> _Excerpted passage_
** begin **
I  wrote an article last year that definitively defined the “Boolean Black Belt” concept. In this post, I explain how to become one. The good news is that you don’t have to be born with the “Boolean gene” (no one is). The bad news (for some) is that it requires a great deal of what is known as “deliberate practice.”

The Talent Excuse

As I have worked with and trained many recruiters over the span of my career, I’ve often had people “explain away” my ability to leverage technology (ATS/CRM, Internet, Social Media, Job Board databases, etc.) for talent identification and acquisition with the excuse that I have a “talent” for it. In my first few years in recruiting, I accepted that at face value. I never really wondered where my ability came from - I assumed I actually did have a “talent” for talent mining.

Talent is Overrated

Over the years I’ve come to understand and appreciate that I don’t necessarily have an innate ”talent” for leveraging sources of human capital data - no one is born with an e-recruiting gene. What I actually have is two factors that I believe have contributed significantly to my skills and ability.
** end **
> _Stored data_
** begin **
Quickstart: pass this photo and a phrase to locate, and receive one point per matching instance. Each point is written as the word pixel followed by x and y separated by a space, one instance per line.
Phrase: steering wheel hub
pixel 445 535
** end **
> _To do_
**1)** List the technologies that the passage on becoming a Boolean Black Belt names in parentheses as ones the writer leverages for talent identification and acquisition.
**2)** Write the next part of the passage on becoming a Boolean Black Belt, starting right after its final sentence.

> _The responses_
**1)** ATS/CRM; Internet; Social Media; Job Board databases

**2)**
  1. I have a combination of personality traits that have likely facilitated my learning of the art and science of talent mining: I’m competitive (I hate to lose), analytical, detail oriented, don’t give up easily (okay, maybe not at all), and I really enjoy figuring things out. Nothing really special there – certainly not a rare combination of traits, and I’m sure many people share them. However, personality traits are not something most people have a choice in.
  2. Lots of “deliberate practice.” This is something anyone can choose to do, and it’s what really separates world-class performers from everyone else.